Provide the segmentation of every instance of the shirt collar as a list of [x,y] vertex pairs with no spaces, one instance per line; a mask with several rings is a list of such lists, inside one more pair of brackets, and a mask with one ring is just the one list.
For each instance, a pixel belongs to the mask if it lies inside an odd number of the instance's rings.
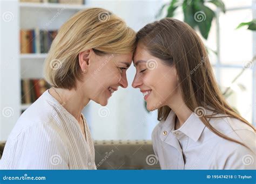
[[187,137],[196,142],[199,139],[205,125],[201,121],[196,114],[192,112],[182,126],[178,129],[174,130],[175,114],[171,110],[164,122],[163,128],[169,127],[169,129],[173,133],[181,132]]

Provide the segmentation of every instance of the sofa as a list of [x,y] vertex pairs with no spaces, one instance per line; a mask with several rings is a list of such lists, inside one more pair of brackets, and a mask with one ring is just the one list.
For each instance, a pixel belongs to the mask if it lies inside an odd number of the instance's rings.
[[[0,142],[0,158],[5,142]],[[151,140],[95,140],[98,169],[159,169]]]

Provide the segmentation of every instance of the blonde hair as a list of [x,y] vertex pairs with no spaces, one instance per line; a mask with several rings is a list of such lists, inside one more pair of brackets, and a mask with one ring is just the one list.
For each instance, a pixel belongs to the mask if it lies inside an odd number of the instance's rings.
[[101,8],[80,11],[60,28],[45,61],[45,80],[52,86],[71,89],[82,73],[78,55],[92,48],[98,55],[134,51],[136,32],[125,22]]

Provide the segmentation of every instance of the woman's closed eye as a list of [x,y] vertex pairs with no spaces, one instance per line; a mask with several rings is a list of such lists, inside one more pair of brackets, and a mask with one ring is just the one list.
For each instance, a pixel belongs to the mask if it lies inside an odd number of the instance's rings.
[[127,68],[118,68],[118,69],[119,69],[120,72],[122,73],[123,70],[125,69],[126,69]]
[[139,73],[143,73],[143,72],[144,72],[144,71],[146,70],[146,69],[143,69],[142,70],[140,70],[140,71],[139,72]]

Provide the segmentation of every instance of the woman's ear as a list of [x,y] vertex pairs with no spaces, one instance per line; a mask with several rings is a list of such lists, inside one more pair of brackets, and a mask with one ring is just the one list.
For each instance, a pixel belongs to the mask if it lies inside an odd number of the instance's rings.
[[88,70],[89,66],[90,53],[92,52],[92,49],[87,49],[80,52],[78,54],[78,60],[80,68],[83,73],[85,73]]

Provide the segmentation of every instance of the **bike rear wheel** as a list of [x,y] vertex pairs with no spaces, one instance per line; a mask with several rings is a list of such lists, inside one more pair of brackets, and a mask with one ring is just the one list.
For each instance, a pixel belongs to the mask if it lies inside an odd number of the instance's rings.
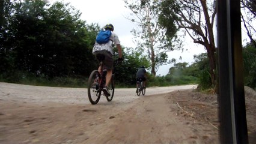
[[137,89],[136,90],[136,93],[137,93],[137,95],[139,96],[141,95],[141,83],[139,83],[137,86]]
[[115,92],[115,83],[114,82],[114,76],[112,76],[111,80],[110,81],[110,83],[109,85],[108,91],[110,92],[110,95],[106,97],[106,99],[108,101],[112,101],[114,97],[114,93]]
[[97,70],[91,72],[88,82],[88,97],[92,104],[97,104],[100,100],[102,91],[100,89],[100,73]]

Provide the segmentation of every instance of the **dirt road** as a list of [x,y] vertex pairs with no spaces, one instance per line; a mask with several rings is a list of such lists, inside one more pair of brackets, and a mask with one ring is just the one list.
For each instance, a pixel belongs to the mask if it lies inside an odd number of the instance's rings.
[[[216,98],[199,101],[195,88],[148,88],[141,97],[117,89],[112,101],[91,105],[86,89],[0,82],[0,143],[219,143]],[[202,117],[192,108],[213,111]]]

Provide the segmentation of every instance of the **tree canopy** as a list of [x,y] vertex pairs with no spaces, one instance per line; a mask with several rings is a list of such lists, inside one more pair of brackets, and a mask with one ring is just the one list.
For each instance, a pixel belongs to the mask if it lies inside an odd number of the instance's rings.
[[128,19],[138,26],[138,29],[132,31],[136,38],[136,49],[142,53],[146,52],[151,62],[151,74],[156,76],[160,65],[172,62],[168,60],[166,52],[180,48],[176,27],[172,25],[173,22],[170,23],[172,29],[168,29],[169,34],[166,35],[166,29],[159,23],[158,8],[160,2],[158,1],[124,0],[124,2],[132,11],[132,17]]

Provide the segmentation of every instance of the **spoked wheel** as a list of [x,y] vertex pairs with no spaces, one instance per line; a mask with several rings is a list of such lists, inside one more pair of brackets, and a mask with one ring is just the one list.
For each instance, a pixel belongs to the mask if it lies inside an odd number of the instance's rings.
[[141,92],[142,93],[142,95],[145,95],[145,92],[146,92],[146,88],[144,87],[142,88],[142,90],[141,91]]
[[142,93],[142,95],[145,95],[145,92],[146,92],[146,88],[144,87],[143,85],[144,84],[144,82],[142,82],[141,83],[141,92]]
[[114,97],[114,93],[115,92],[115,83],[114,82],[114,76],[112,76],[111,80],[110,81],[108,91],[110,92],[110,95],[106,97],[107,98],[107,100],[108,101],[112,101],[112,99],[113,99]]
[[136,90],[136,92],[137,93],[137,95],[139,96],[141,95],[141,84],[139,84],[137,86],[137,89]]
[[92,104],[97,104],[100,100],[102,91],[99,85],[100,73],[97,70],[91,72],[88,82],[88,97]]

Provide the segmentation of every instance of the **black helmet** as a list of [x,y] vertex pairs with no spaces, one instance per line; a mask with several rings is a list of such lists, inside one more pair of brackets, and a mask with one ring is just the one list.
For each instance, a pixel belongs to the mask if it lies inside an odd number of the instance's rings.
[[114,26],[112,24],[107,24],[105,27],[105,30],[114,31]]

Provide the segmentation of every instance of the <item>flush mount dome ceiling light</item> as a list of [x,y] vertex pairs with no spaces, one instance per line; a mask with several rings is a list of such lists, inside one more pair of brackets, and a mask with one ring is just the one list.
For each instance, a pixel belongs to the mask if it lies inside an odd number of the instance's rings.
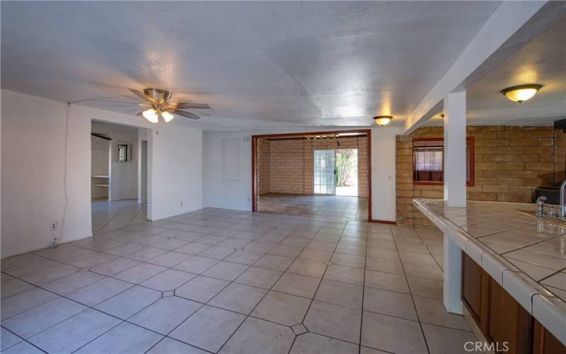
[[374,120],[376,121],[376,123],[381,127],[389,124],[389,122],[391,122],[392,119],[393,119],[393,118],[391,115],[376,115],[374,117]]
[[521,103],[521,102],[531,98],[541,87],[543,87],[542,85],[529,84],[528,85],[508,87],[502,90],[501,93],[513,102]]

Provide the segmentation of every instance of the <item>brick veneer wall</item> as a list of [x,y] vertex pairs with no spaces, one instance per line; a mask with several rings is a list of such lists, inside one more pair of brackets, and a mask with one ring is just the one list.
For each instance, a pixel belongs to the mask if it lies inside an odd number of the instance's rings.
[[[326,149],[358,149],[358,195],[367,197],[367,137],[339,137],[323,139],[280,139],[270,140],[270,149],[262,148],[260,139],[259,164],[267,161],[270,154],[270,169],[258,167],[260,194],[267,193],[262,185],[262,177],[270,173],[268,191],[271,193],[313,194],[313,150]],[[337,142],[340,142],[340,147]]]
[[[531,193],[565,178],[566,135],[552,127],[472,126],[474,137],[473,186],[467,188],[470,200],[529,202]],[[420,128],[409,136],[397,137],[397,223],[430,225],[412,206],[413,198],[439,198],[441,185],[412,183],[412,139],[442,137],[442,127]]]
[[258,145],[260,152],[258,155],[258,188],[262,195],[271,190],[271,142],[260,139]]

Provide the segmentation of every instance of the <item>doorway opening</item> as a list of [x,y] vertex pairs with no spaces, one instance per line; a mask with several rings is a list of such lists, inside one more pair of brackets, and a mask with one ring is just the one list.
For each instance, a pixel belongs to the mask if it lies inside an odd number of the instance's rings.
[[252,137],[253,210],[371,220],[370,134]]
[[358,196],[358,149],[336,149],[336,195]]
[[313,151],[314,194],[358,196],[358,149]]
[[[147,130],[93,120],[91,210],[93,232],[147,220]],[[145,149],[145,151],[144,151]],[[144,184],[145,185],[144,185]],[[140,186],[140,188],[139,188]]]

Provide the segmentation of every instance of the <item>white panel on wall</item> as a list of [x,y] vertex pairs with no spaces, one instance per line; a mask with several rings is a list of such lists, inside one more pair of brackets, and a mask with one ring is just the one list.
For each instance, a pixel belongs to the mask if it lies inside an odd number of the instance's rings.
[[222,139],[222,179],[240,181],[240,139]]

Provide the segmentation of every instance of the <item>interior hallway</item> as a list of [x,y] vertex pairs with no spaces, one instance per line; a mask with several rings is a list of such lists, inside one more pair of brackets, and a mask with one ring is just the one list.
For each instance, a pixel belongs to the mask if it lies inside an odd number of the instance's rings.
[[260,212],[367,220],[367,198],[364,198],[266,193],[258,200]]
[[2,260],[2,351],[459,353],[441,252],[435,229],[333,217],[141,221]]

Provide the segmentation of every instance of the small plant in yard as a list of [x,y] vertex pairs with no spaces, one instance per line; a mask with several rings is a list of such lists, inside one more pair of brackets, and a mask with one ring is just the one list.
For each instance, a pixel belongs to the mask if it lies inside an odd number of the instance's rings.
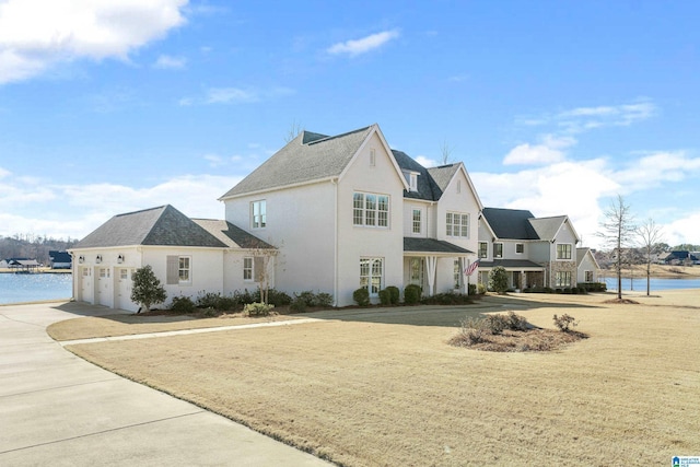
[[370,291],[365,288],[361,287],[360,289],[352,292],[352,300],[360,306],[369,306],[370,305]]
[[382,289],[380,291],[380,304],[382,306],[387,306],[392,304],[392,295],[389,294],[388,290]]
[[508,291],[508,271],[503,266],[497,266],[489,272],[489,289],[495,293]]
[[563,314],[561,316],[555,315],[555,326],[559,328],[562,332],[570,332],[572,326],[576,326],[576,319],[573,316]]
[[404,303],[407,305],[417,304],[420,301],[421,293],[422,289],[420,285],[416,285],[415,283],[406,285],[406,289],[404,289]]
[[248,303],[243,307],[243,314],[246,316],[269,316],[275,314],[273,308],[275,305],[267,303]]
[[132,276],[131,301],[141,304],[141,310],[149,311],[152,305],[165,302],[167,292],[161,285],[150,265],[137,269]]

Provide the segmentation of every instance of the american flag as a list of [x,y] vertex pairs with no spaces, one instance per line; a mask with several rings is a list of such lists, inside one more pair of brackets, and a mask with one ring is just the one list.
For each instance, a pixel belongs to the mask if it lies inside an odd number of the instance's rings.
[[478,259],[476,261],[471,261],[471,264],[469,266],[467,266],[467,269],[464,270],[465,276],[471,276],[474,273],[474,271],[477,270],[478,267],[479,267],[479,260]]

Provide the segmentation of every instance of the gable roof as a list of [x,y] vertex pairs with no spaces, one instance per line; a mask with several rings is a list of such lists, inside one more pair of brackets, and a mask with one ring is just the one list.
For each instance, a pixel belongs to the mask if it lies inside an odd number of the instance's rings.
[[219,219],[192,219],[192,221],[231,248],[275,248],[231,222]]
[[593,264],[595,265],[595,268],[600,269],[598,261],[595,259],[595,255],[593,254],[593,252],[591,252],[591,248],[588,247],[576,248],[576,268],[581,267],[581,264],[583,262],[583,258],[585,258],[586,255],[591,255],[591,258],[593,259]]
[[202,246],[226,245],[171,205],[117,214],[73,248],[127,245]]
[[340,176],[375,128],[335,137],[302,131],[219,199]]
[[553,241],[562,225],[569,223],[575,238],[579,240],[567,215],[535,218],[525,209],[502,208],[483,208],[481,212],[498,238]]
[[530,211],[483,208],[481,212],[498,238],[540,240],[529,223],[535,218]]
[[539,240],[555,240],[557,234],[561,230],[561,226],[567,222],[565,215],[556,215],[552,218],[535,218],[530,219],[529,223],[537,232]]

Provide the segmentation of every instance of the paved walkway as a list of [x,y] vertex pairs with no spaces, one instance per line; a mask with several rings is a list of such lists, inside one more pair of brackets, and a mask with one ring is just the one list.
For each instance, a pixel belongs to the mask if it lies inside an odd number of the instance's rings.
[[102,370],[46,335],[51,323],[114,310],[0,306],[0,465],[328,466]]

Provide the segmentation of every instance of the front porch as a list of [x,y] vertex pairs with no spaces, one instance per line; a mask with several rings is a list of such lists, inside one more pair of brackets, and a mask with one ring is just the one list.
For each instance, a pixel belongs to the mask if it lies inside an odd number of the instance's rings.
[[404,238],[404,287],[420,285],[424,296],[468,293],[465,271],[476,260],[474,252],[435,238]]
[[495,259],[480,261],[478,281],[488,288],[489,272],[501,266],[509,276],[509,288],[523,290],[545,285],[545,267],[527,259]]

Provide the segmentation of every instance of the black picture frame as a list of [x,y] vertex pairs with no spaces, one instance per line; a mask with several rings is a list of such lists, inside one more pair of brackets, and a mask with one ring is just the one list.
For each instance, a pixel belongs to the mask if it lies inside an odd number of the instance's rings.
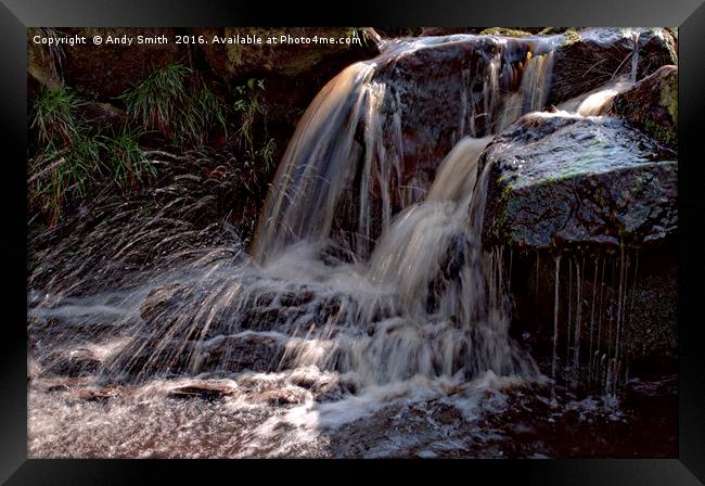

☆ ☆ ☆ ☆ ☆

▸ AIM OF THE TASK
Which lines in the records contain the string "black"? List each of them in full, matching case exactly.

▸ WRITTEN RESPONSE
Provide the segmentation of every instance of the **black helmet** as a list of [x,y] vertex pairs with no spaces, one instance per line; a mask with several rings is a list of such lists, inside one more pair of brackets, and a mask with one ring is just the one list.
Provide the segmentation of every instance of the black picture frame as a list of [x,y] vertex pairs with no spaces, one instance per line; a mask with several rings is a list of such lists, inside one more pair of brackets, and a mask with one ring is just the one list.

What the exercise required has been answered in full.